***** Kutipan Bacaan

BANYAK utusan rakyat dari berbagai daerah langsung datang
mengadu ke DPR Pusat. Para anggota DPRD sendiri banyak yang
menanggapi gejala ini.
Yang kami anggap menarik adalah pendapat Bapak A.A. Navis dan
Ramli, masing-masing anggota DPRD Tk. I Sumatera Barat dan DPRD
Tk II Sumatera Barat Utara. (TEMPO, 7 April). Memang betul,
komposisi anggota DPRD terlalu banyak berasal dari pegawai
negeri/pegawai daerah, dan dari ibukota kabupaten pula, atau
berdomisili di kota kabupaten. Malah bupati kepala daerah ikut
menggarap dan menentukan calon anggota DPRD yang berasal dari
pegawai negeri/daerah itu. Jadi mental anak buah tetap
terpelihara, sehingga bapak buah tak ada yang berani mengusik.

**********
***** Cuplikan Data

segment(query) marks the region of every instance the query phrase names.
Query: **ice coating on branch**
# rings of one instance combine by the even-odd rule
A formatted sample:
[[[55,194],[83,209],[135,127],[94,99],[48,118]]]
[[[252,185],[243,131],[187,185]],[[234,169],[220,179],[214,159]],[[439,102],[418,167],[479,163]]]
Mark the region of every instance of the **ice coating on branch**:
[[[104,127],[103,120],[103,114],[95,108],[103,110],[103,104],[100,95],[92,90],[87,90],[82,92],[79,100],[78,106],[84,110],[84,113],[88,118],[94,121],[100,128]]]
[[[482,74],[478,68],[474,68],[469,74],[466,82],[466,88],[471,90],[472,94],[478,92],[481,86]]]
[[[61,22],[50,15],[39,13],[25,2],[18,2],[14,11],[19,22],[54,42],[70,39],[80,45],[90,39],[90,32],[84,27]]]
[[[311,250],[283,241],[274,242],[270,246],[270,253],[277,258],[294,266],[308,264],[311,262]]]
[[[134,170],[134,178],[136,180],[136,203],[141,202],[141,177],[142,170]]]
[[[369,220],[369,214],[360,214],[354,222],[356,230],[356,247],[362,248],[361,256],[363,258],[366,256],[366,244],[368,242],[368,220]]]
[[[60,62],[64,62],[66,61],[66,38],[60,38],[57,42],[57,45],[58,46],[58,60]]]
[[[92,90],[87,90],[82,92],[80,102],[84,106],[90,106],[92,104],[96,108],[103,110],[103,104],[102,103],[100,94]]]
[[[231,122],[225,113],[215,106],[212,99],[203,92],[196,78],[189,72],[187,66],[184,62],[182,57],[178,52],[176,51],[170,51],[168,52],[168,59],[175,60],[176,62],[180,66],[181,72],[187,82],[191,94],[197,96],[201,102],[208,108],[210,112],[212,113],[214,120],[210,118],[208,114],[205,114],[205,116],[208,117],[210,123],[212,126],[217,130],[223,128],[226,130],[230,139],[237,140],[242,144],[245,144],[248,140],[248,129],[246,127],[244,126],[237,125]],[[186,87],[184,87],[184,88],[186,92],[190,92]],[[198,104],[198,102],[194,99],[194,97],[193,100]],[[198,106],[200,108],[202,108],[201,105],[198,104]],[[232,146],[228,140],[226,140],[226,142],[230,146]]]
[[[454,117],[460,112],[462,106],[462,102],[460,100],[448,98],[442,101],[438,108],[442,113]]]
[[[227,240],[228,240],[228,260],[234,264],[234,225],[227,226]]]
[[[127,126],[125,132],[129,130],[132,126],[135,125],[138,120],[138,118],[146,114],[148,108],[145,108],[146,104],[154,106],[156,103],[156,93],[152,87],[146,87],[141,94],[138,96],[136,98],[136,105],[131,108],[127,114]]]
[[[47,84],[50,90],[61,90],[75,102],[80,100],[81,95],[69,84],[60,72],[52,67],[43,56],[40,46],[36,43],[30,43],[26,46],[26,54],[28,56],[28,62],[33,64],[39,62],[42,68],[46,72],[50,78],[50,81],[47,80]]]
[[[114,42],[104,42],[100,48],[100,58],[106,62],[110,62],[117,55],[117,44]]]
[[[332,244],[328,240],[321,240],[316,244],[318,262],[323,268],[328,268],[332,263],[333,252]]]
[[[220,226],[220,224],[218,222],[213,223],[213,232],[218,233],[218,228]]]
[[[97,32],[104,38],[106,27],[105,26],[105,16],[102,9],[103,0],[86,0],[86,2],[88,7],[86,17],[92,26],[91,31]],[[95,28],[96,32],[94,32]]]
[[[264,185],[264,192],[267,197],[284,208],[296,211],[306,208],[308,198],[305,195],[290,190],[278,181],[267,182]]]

**********

» Kumpulan Tugas
- A) Menurut bacaan tentang keanggotaan DPRD, siapa yang ikut menggarap dan menentukan calon anggota DPRD yang berasal dari pegawai negeri atau daerah?
- B) Teruskan bacaan tentang keanggotaan DPRD dengan menambahkan kalimat baru setelah kalimat terakhirnya.

» Hasil Tugas
- A) Bupati kepala daerah.

- B)
Bagi pegawai negeri/daerah, terpilih sebagai anggota DPRD
merupakan suatu mercy: beberapa kemudahan atau fasilitas akan
diperoleh selama menjadi anggota DPRD income bertambah, kredit
skuter tentu diperoleh. Ketimbang direcall atau kedudukannya
terancam, lebih baik diam saja, toh tak ada aturan yang melarang
membisu. Maka impotenlah si anggota dewan di daerah itu, dan ini
sudah diketahui rakyat.
Lain kali, supaya komposisi anggota DPRD ini ditinjau. Kalaupun
tak ada jalan keluar yang pantas, boleh saja diambil dari
pegawai negeri -- tapi jangan yang majikan langsungnya bupati
kepala daerah.
P. LAMPIAN
Kampung Tanjung Puri,
Sintang, Kalimantan Barat.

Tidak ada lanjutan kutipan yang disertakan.